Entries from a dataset
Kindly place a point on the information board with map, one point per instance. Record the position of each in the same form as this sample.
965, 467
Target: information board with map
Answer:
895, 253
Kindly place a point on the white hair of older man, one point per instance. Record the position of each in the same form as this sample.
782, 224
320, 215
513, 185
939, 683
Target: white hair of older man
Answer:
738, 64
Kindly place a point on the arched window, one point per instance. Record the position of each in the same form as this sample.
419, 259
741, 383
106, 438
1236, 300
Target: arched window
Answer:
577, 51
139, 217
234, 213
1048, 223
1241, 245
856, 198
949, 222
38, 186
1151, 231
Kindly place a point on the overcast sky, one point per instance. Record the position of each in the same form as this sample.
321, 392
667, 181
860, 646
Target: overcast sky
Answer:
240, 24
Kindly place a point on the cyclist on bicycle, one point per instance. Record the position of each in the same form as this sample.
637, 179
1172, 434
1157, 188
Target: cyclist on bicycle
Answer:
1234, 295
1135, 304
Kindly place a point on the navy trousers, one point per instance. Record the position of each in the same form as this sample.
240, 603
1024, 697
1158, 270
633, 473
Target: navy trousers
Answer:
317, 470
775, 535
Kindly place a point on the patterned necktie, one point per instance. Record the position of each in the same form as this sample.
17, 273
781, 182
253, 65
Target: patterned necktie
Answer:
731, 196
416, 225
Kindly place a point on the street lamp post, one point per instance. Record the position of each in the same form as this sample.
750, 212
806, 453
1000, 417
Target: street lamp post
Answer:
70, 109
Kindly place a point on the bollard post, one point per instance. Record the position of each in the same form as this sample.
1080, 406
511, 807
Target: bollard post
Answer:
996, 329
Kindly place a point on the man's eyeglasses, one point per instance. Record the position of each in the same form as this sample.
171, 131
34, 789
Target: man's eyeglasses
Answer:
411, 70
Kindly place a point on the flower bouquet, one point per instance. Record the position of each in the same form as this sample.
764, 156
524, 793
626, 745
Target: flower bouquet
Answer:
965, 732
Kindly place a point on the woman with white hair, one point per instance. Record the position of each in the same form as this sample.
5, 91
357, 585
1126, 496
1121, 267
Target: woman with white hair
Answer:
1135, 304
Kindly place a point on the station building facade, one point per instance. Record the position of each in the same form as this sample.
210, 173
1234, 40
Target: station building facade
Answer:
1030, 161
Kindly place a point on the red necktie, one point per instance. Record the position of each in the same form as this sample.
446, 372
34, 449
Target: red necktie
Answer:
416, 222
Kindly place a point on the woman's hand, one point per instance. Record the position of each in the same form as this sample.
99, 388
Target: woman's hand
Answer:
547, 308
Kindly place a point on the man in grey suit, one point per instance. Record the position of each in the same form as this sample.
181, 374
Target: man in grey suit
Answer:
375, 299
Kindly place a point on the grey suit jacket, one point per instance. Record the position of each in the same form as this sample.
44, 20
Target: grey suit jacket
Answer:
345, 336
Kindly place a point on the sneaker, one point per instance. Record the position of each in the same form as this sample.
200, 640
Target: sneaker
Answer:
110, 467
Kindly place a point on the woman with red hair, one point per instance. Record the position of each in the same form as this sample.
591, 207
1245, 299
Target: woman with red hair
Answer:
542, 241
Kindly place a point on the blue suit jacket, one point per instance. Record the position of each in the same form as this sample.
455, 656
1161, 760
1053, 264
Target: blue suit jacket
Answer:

■ Task brief:
Give again only the lines starting at the one that contains "Kindly place a point on the grey" and running to the end of the data.

■ Answer for the task:
Kindly place a point on the grey suit jacket, one point per instance. Record the position of each in the same form as this sample.
44, 20
Target: grey suit jacket
Answer:
345, 336
Kindly place a point on the sneaker, one point per instance. Record the position of each in the same form as this sample.
200, 640
Target: sneaker
Answer:
110, 467
Kindly place a point on the woman with red hair, one point per instance. Record the position of each in the same form as this sample.
591, 207
1245, 299
Target: woman with red hair
Answer:
542, 241
Kindly place a point on the blue suit jacket, one point per instance. Record the position of each in the same form as this sample.
455, 656
1161, 760
1053, 264
Target: blue suit jacket
Answer:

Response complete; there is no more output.